# start of EXTRACTED RECORDS

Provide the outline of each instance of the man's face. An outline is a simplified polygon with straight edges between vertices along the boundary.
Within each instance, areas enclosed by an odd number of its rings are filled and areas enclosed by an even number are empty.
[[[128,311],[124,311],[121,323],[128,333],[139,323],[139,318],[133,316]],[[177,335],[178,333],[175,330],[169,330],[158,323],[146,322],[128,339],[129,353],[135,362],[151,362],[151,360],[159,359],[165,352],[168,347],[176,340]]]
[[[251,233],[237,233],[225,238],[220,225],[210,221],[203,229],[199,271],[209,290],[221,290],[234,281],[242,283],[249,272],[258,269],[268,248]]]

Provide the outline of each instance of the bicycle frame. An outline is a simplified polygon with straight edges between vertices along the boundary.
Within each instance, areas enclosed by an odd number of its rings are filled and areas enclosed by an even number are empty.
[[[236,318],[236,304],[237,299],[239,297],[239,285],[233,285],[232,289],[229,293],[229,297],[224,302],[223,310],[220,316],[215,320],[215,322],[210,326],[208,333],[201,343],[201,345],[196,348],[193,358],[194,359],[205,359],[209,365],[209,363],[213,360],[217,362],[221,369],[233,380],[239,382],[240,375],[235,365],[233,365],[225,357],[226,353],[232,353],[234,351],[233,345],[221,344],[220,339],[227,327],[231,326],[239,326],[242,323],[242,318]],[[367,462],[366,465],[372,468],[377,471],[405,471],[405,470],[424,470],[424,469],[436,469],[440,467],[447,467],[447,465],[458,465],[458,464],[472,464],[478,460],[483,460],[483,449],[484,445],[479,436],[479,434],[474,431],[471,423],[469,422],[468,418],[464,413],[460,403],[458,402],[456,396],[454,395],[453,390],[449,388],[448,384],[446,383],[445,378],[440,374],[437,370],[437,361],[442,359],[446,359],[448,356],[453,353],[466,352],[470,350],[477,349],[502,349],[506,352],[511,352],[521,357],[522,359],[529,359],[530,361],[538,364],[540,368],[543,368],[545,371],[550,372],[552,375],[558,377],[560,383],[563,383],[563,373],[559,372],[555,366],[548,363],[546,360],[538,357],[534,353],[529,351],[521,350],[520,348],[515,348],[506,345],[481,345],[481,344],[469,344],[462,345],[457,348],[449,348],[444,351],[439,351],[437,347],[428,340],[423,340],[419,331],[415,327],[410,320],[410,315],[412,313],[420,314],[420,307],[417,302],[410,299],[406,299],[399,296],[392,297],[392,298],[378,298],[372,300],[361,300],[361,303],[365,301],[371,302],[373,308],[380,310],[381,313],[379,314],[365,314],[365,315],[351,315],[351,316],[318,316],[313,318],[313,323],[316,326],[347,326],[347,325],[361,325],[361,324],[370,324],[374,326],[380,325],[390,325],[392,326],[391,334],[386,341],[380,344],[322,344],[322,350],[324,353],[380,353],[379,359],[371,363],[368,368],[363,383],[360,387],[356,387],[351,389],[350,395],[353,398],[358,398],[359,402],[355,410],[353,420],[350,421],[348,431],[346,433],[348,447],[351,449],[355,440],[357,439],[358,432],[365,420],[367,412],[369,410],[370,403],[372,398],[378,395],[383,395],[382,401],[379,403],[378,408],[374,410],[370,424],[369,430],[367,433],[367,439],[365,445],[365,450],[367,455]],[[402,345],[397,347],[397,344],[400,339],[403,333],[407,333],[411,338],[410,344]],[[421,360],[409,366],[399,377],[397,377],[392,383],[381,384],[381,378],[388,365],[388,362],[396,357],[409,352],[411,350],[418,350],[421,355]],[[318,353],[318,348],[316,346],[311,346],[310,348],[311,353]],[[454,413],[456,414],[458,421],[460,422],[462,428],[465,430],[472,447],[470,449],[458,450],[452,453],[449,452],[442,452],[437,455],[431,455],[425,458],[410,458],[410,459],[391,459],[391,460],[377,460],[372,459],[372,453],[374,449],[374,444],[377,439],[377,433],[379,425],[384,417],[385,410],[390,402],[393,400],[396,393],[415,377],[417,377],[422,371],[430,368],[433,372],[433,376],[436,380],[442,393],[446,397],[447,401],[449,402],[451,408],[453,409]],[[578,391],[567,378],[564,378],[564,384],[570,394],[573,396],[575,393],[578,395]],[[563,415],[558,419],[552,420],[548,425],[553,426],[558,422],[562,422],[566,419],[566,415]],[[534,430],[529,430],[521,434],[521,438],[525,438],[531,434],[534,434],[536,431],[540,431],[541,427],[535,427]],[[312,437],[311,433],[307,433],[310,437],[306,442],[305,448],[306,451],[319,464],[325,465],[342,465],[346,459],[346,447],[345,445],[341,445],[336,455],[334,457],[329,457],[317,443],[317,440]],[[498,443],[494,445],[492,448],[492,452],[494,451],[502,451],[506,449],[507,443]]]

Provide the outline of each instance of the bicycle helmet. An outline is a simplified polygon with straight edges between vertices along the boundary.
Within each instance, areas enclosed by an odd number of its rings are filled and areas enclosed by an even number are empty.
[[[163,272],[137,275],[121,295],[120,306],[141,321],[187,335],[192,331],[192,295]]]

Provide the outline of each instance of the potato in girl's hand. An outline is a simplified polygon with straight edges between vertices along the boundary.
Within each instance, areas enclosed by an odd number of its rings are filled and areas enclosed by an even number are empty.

# end of EXTRACTED RECORDS

*AIM:* Rewrite all the records above, changing "bicycle helmet" to "cycling helmet" and leaving everything else the same.

*ANSWER TO THIS PROBLEM:*
Provide the outline of each instance of the man's face. An outline is a simplified polygon with straight edges between vertices along the boundary.
Within each instance, areas enclosed by an odd number of its rings are filled and areas enclosed by an even number are empty.
[[[128,311],[124,311],[121,323],[128,333],[139,323],[139,318],[133,316]],[[177,335],[178,333],[175,330],[169,330],[158,323],[146,322],[128,339],[129,353],[135,362],[151,362],[151,360],[159,359],[165,352],[168,347],[176,340]]]
[[[251,233],[237,233],[225,238],[220,225],[210,221],[203,229],[199,271],[209,290],[221,290],[234,281],[242,283],[249,272],[258,269],[268,248]]]

Provide the outline of each instance of the bicycle frame. An outline is a simplified polygon with straight edges between vertices along the boundary.
Within each instance, areas enclosed by an odd number of its rings are filled and areas enclosed by an even number are empty.
[[[236,318],[236,304],[237,299],[239,297],[239,285],[233,285],[232,289],[229,293],[229,297],[224,302],[223,310],[220,316],[215,320],[215,322],[210,326],[208,333],[201,343],[201,345],[196,348],[193,358],[194,359],[205,359],[209,365],[209,363],[213,360],[217,362],[221,369],[233,380],[239,382],[240,375],[235,365],[233,365],[225,357],[226,353],[232,353],[234,351],[233,345],[221,344],[220,339],[227,327],[231,326],[239,326],[242,323],[242,318]],[[367,462],[366,465],[372,468],[377,471],[405,471],[405,470],[424,470],[424,469],[436,469],[440,467],[447,467],[447,465],[458,465],[458,464],[472,464],[478,460],[483,460],[483,449],[484,445],[479,436],[479,434],[474,431],[471,423],[469,422],[468,418],[464,413],[460,403],[458,402],[456,396],[454,395],[453,390],[449,388],[448,384],[446,383],[445,378],[440,374],[437,370],[437,361],[442,359],[446,359],[448,356],[453,353],[466,352],[470,350],[477,349],[502,349],[506,352],[511,352],[521,357],[522,359],[529,359],[530,361],[538,364],[540,368],[543,368],[545,371],[550,372],[552,375],[558,377],[560,383],[563,383],[563,373],[559,372],[555,366],[548,363],[546,360],[538,357],[534,353],[529,351],[521,350],[520,348],[515,348],[506,345],[481,345],[481,344],[469,344],[462,345],[457,348],[449,348],[444,351],[439,351],[437,347],[428,340],[423,340],[419,331],[415,327],[410,320],[410,315],[412,313],[420,314],[420,307],[417,302],[410,299],[406,299],[399,296],[392,297],[392,298],[378,298],[372,300],[361,300],[361,303],[365,301],[371,302],[373,308],[380,310],[381,313],[379,314],[365,314],[365,315],[351,315],[351,316],[318,316],[313,318],[313,323],[316,326],[347,326],[347,325],[361,325],[361,324],[370,324],[374,326],[380,325],[390,325],[392,326],[391,334],[386,341],[380,344],[322,344],[322,350],[324,353],[380,353],[379,359],[371,363],[368,368],[363,383],[360,387],[356,387],[351,389],[350,395],[353,398],[358,398],[359,402],[355,410],[353,420],[350,421],[348,431],[346,433],[348,447],[351,449],[355,440],[357,439],[358,432],[365,420],[367,412],[369,410],[370,403],[372,398],[378,395],[383,395],[382,401],[379,403],[378,408],[374,410],[370,424],[369,430],[367,433],[367,439],[365,445],[365,450],[367,455]],[[402,345],[397,347],[397,344],[400,339],[403,333],[407,333],[411,338],[410,344]],[[421,360],[409,366],[399,377],[397,377],[392,383],[381,384],[381,378],[388,365],[388,362],[396,357],[409,352],[411,350],[418,350],[421,355]],[[318,353],[318,348],[316,346],[311,346],[310,348],[311,353]],[[454,413],[456,414],[458,421],[460,422],[462,428],[465,430],[472,447],[470,449],[458,450],[452,453],[449,452],[442,452],[437,455],[431,455],[425,458],[410,458],[410,459],[391,459],[391,460],[377,460],[372,459],[372,453],[374,449],[374,444],[377,439],[377,433],[379,425],[384,417],[385,410],[390,402],[393,400],[396,393],[415,377],[417,377],[422,371],[430,368],[433,372],[433,376],[436,380],[442,393],[446,397],[447,401],[449,402],[451,408],[453,409]],[[578,391],[567,378],[564,378],[564,384],[570,394],[573,396],[575,393],[578,395]],[[563,415],[558,419],[552,420],[548,425],[553,426],[558,422],[562,422],[566,419],[566,415]],[[534,430],[529,430],[521,434],[521,438],[525,438],[531,434],[534,434],[536,431],[540,431],[541,427],[535,427]],[[312,437],[311,433],[307,433],[310,437],[306,442],[305,448],[306,451],[319,464],[325,465],[342,465],[346,459],[346,447],[345,445],[341,445],[336,455],[334,457],[329,457],[317,443],[317,440]],[[498,443],[494,445],[492,448],[492,452],[494,451],[502,451],[506,449],[507,443]]]

Provide the outline of each instance of the cycling helmet. An outline is a simplified polygon with straight edges between vertices along the boundary.
Within each instance, areas enclosed by an odd number of its rings are filled and areas enclosed by an even number are empty.
[[[163,272],[137,275],[121,295],[120,306],[141,321],[187,335],[192,331],[192,295]]]

Provide the outline of each instance of the potato in girl's hand. An outline is a simplified polygon with straight edges between vertices along the boundary.
Within each instance, areas enclosed by an odd number of its rings are filled and areas enclosed by an even number are empty.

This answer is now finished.